*Provided passage*.

That is, an anode electrode of the light emitting element LE may be electrically connected to the emission pixel driver EPD, and the second power ELVSS having a lower voltage level than a first power ELVDD may be applied to a cathode electrode of the light emitting element LE.

A capacitor Cel connected to the light emitting element LE, in parallel between the anode electrode and the cathode electrode, indicates parasitic capacitance between the anode electrode and the cathode electrode.

The circuit layer 120 may further include a first power line VDL transferring the first power ELVDD, a first initialization voltage line VIL transferring a first initialization voltage VINT, a second initialization voltage line VAIL transferring a second initialization voltage VAINT, and a bias voltage line VBL transferring a bias voltage VBS.

The circuit layer 120 may further include a data line DL transferring a data signal Vdata, a scan write line GWL transferring a scan write signal GW, a scan initialization line GIL transferring a scan initialization signal GI, an emission control line ECL transferring an emission control signal EC, a gate control line GCL transferring a gate control signal GC, and a bias control line GBL transferring a bias control signal GB.

One emission pixel driver EPD of the circuit layer 120 may include a first transistor T1 generating a driving current for driving the light emitting element LE, two or more transistors T2 to T8 electrically connected to the first transistor T1, and at least one capacitor PC1.

The first transistor T1 may generate the driving current for driving the light emitting element LE.

*Records shown*.
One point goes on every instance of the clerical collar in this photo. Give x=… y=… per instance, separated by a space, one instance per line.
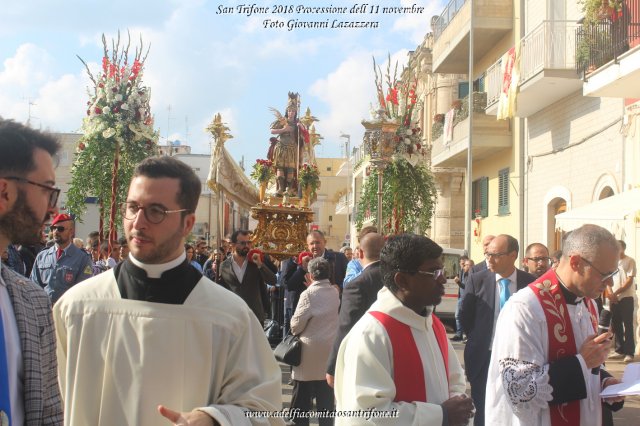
x=569 y=297
x=155 y=271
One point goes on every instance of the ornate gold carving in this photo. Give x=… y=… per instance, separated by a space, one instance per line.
x=281 y=231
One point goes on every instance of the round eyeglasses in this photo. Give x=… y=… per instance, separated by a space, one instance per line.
x=154 y=213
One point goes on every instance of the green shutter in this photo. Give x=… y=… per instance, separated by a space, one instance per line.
x=503 y=191
x=484 y=196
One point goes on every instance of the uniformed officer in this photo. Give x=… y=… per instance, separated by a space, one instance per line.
x=62 y=265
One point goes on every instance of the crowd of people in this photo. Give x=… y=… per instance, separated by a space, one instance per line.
x=147 y=327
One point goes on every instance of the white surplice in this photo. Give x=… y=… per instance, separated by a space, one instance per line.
x=364 y=369
x=118 y=359
x=518 y=388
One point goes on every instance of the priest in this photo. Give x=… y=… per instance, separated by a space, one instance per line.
x=546 y=356
x=153 y=338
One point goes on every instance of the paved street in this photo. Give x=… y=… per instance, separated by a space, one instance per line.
x=628 y=416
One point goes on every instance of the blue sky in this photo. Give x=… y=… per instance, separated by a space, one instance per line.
x=202 y=63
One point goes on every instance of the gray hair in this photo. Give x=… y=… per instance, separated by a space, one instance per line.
x=319 y=268
x=586 y=240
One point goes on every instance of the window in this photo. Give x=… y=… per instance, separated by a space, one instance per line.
x=480 y=198
x=503 y=191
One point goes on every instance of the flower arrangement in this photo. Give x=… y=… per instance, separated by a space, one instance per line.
x=117 y=134
x=262 y=171
x=309 y=176
x=398 y=103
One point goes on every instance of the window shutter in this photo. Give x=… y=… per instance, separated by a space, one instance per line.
x=503 y=191
x=484 y=196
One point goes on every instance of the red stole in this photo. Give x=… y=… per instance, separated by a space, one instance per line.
x=562 y=341
x=408 y=374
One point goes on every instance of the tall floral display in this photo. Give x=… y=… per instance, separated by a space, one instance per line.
x=117 y=134
x=400 y=190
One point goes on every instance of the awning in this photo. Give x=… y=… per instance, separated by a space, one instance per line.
x=612 y=213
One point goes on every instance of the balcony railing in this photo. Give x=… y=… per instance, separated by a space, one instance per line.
x=601 y=42
x=461 y=114
x=446 y=17
x=549 y=46
x=494 y=83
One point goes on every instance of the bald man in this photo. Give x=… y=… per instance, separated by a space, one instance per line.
x=485 y=245
x=359 y=294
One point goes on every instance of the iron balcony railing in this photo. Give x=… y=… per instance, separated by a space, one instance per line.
x=605 y=40
x=549 y=46
x=445 y=18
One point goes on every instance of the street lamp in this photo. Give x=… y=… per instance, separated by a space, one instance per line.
x=347 y=144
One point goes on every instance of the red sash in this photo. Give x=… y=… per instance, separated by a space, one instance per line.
x=562 y=342
x=408 y=374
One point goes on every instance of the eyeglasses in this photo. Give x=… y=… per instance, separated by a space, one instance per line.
x=605 y=276
x=542 y=259
x=435 y=274
x=54 y=192
x=490 y=255
x=154 y=213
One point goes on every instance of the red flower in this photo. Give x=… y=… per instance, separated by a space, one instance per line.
x=302 y=255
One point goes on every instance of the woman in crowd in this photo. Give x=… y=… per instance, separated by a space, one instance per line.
x=315 y=322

*Task details*.
Continue the pixel driver circuit description above from its last sentence.

*Task answer*.
A first electrode (e.g., a source electrode) of the first transistor T1 may be electrically connected to the first power line VDL through a fifth transistor T5.

A second electrode (e.g., a drain electrode) of the first transistor T1 may be electrically connected to the anode electrode of the light emitting element LE through a sixth transistor T6.

The first electrode of the first transistor T1 may be electrically connected to a data line DL through a second transistor T2.

A gate electrode of the first transistor T1 may be electrically connected to the first power line VDL through a first capacitor PC1.

That is, the first capacitor PC1 may be electrically connected between the gate electrode of the first transistor T1 and the first power line VDL.

Accordingly, a potential of the gate electrode of the first transistor T1 may be maintained as a voltage charged in the first capacitor PC1.

In addition, when a data signal Vdata of the data line DL is transferred to the first electrode of the first transistor T1 through the turned-on second transistor T2, a voltage difference between the gate electrode of the first transistor T1 and the first electrode of the first transistor T1 may be a difference voltage between the first power ELVDD and the data signal Vdata.

In this case, when the voltage difference between the gate electrode of the first transistor T1 and the first electrode of the first transistor T1, that is, a gate-source voltage difference, is greater than or equal to a threshold voltage, the first transistor T1 is turned on, such that a drain-source current of the first transistor T1 corresponding to the data signal Vdata may be generated.

Subsequently, when the fifth transistor T5 and the sixth transistor T6 are turned on, the first transistor T1 may be connected to the light emitting element LE in series between the first power ELVDD and the second power ELVSS. Accordingly, the drain-source current of the first transistor T1 corresponding to the data signal Vdata may be supplied as the driving current of the light emitting element LE.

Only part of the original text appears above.